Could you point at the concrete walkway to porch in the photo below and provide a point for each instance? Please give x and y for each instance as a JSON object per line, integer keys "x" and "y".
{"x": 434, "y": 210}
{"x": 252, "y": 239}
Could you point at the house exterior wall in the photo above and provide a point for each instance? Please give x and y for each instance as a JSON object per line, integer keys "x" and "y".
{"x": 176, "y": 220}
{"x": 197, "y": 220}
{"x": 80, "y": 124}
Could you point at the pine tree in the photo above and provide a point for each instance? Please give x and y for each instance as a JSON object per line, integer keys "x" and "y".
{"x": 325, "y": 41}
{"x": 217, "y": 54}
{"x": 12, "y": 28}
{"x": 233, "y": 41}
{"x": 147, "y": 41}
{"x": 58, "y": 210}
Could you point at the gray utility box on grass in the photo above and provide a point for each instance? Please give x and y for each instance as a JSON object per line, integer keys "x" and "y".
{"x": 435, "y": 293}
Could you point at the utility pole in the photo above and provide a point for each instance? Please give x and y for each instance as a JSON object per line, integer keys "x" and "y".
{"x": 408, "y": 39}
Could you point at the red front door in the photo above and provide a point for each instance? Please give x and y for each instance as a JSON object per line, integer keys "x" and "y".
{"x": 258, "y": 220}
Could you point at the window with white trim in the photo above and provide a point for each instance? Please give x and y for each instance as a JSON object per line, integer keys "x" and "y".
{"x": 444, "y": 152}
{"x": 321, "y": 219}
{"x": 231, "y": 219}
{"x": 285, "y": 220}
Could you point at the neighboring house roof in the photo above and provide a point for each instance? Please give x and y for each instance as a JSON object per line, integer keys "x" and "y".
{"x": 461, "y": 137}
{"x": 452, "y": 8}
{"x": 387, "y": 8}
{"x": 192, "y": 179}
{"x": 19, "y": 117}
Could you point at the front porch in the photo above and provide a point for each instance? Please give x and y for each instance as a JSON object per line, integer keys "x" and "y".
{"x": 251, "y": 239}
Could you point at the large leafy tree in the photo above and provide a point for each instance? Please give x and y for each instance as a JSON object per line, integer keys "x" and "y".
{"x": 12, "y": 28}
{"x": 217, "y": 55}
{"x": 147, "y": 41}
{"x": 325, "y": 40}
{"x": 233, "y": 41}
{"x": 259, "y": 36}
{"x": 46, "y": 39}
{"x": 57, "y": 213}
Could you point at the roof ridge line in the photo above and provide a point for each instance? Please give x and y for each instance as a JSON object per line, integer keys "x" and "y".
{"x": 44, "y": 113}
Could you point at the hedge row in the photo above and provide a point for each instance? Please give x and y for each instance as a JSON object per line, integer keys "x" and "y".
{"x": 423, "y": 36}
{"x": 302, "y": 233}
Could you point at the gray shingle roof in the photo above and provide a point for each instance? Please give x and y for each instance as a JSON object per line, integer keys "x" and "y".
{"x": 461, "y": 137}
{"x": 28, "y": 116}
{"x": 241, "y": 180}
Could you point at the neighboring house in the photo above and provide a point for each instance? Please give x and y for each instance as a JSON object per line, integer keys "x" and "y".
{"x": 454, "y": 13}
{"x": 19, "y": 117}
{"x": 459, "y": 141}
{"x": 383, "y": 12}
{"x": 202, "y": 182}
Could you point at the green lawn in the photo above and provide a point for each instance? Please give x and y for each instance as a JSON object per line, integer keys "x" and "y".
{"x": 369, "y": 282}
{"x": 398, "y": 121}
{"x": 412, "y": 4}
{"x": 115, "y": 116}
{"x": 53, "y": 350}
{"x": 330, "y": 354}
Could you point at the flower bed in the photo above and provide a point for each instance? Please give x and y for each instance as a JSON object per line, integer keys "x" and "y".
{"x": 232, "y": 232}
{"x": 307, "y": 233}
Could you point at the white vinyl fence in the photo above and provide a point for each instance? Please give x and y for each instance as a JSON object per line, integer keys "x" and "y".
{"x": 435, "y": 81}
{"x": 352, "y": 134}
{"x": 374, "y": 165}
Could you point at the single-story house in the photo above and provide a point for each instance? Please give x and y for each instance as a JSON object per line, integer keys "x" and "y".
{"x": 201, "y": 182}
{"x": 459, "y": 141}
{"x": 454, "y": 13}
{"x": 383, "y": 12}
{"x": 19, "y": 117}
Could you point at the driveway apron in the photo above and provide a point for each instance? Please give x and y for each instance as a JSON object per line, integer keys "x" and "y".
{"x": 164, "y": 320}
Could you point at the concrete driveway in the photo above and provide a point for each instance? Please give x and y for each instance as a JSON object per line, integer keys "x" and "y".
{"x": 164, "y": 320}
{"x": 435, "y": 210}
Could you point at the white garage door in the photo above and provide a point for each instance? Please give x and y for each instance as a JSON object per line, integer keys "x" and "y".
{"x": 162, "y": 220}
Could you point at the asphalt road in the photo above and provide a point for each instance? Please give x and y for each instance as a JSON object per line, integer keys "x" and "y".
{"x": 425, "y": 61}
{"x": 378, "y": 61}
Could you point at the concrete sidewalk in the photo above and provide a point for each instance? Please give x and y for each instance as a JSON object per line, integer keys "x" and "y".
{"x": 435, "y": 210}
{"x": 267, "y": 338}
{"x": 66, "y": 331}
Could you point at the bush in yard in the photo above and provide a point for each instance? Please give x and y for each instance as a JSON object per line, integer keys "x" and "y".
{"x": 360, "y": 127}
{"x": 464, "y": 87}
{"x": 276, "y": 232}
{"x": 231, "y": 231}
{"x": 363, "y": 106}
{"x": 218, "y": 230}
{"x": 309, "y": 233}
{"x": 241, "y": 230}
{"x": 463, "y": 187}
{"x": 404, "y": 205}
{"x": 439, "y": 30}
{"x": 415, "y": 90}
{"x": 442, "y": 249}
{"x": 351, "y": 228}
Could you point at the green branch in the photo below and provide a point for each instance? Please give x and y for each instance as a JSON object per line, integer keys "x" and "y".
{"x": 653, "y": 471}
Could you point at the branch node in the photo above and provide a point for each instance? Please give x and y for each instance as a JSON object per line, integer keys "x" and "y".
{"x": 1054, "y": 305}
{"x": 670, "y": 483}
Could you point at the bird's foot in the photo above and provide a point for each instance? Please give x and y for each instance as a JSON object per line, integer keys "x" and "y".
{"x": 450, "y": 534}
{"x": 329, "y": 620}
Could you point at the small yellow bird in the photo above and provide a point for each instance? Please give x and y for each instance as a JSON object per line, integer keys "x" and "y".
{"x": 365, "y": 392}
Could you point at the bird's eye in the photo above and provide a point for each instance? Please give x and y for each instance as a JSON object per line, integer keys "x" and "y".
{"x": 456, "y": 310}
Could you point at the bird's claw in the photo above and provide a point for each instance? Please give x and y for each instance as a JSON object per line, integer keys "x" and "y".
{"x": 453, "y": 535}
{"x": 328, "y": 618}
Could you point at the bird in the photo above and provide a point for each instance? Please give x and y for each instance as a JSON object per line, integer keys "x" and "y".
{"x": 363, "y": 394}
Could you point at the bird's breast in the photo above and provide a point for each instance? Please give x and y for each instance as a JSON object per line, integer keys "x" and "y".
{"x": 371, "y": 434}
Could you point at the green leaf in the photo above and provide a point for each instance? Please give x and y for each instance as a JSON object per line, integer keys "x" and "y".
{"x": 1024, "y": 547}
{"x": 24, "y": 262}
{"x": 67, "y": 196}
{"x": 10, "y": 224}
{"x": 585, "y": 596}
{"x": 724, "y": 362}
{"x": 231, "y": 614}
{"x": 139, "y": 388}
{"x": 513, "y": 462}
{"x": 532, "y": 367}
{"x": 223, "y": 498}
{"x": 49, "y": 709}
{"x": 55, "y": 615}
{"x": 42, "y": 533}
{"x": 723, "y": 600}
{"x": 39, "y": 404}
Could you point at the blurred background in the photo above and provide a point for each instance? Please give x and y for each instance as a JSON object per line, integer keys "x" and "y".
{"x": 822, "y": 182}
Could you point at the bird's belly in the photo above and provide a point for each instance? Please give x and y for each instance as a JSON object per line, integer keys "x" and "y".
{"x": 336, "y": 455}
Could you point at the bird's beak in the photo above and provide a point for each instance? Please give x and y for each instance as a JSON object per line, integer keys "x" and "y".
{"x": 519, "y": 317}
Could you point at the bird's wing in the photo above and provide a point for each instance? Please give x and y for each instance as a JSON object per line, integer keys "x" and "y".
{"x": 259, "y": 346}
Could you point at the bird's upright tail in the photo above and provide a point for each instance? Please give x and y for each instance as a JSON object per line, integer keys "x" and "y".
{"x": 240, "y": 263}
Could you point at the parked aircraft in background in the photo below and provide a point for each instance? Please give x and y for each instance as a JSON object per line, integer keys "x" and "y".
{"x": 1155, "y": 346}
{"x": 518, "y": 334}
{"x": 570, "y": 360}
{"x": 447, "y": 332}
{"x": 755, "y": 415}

The exercise: Please extract exactly, and only, the lines from the line containing "Could you point at the bird's upright" through the last line of the records.

Exercise solution:
Could you point at the bird's upright tail in the photo above and provide a point for each instance? Please give x and y for each instance as a JSON object per line, integer keys "x" and "y".
{"x": 240, "y": 263}
Could you point at the parked aircraft in background in the photo below and provide a point for each instance? Please give x and y for each instance as a JSON object per line, integer keys "x" and "y".
{"x": 1155, "y": 346}
{"x": 518, "y": 334}
{"x": 570, "y": 360}
{"x": 447, "y": 332}
{"x": 755, "y": 415}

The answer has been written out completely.